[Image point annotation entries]
## start

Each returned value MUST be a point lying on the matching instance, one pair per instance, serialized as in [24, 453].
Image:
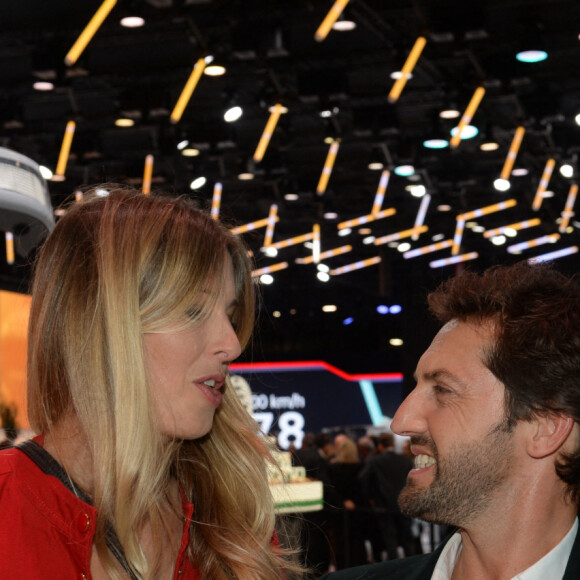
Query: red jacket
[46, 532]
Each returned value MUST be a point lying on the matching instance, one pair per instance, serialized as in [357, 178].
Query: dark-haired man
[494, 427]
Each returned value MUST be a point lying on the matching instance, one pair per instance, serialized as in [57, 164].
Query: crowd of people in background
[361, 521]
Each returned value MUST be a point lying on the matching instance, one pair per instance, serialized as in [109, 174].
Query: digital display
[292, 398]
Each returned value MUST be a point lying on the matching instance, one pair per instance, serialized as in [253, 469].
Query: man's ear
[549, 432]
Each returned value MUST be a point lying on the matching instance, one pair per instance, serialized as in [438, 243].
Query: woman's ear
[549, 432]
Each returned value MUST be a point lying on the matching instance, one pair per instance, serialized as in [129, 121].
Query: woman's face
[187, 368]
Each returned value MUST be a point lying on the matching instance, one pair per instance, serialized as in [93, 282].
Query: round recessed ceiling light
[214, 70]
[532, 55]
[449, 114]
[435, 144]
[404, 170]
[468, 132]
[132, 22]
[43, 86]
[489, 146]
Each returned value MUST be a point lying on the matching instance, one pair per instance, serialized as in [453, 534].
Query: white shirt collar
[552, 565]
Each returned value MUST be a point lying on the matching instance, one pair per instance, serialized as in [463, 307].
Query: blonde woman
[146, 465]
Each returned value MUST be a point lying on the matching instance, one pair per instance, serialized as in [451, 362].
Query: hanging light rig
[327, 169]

## end

Brief => Convert the data, from the line containing "in [453, 534]." through the end, into a Markdown table with the columns "No." and "Line". Number each line in the No. column, put its text in the Line column, and omit blank lines.

Expected output =>
| No. | Line |
|---|---|
| 1 | Each returned value MUST be a point lying on the matching instance, one pair per instance, serialized as in [453, 534]. |
| 2 | Query: white shirt collar |
| 3 | [552, 565] |
| 4 | Each returned value MUST be a point lying on the matching instance, one pair per instance, serialized as in [463, 307]. |
| 5 | Query: blonde woman |
| 6 | [146, 465] |
| 7 | Each returned value MUST be a point lying on the matching instance, one pair per instance, serialized as in [451, 362]. |
| 8 | Query: hanging light rig |
| 9 | [327, 169] |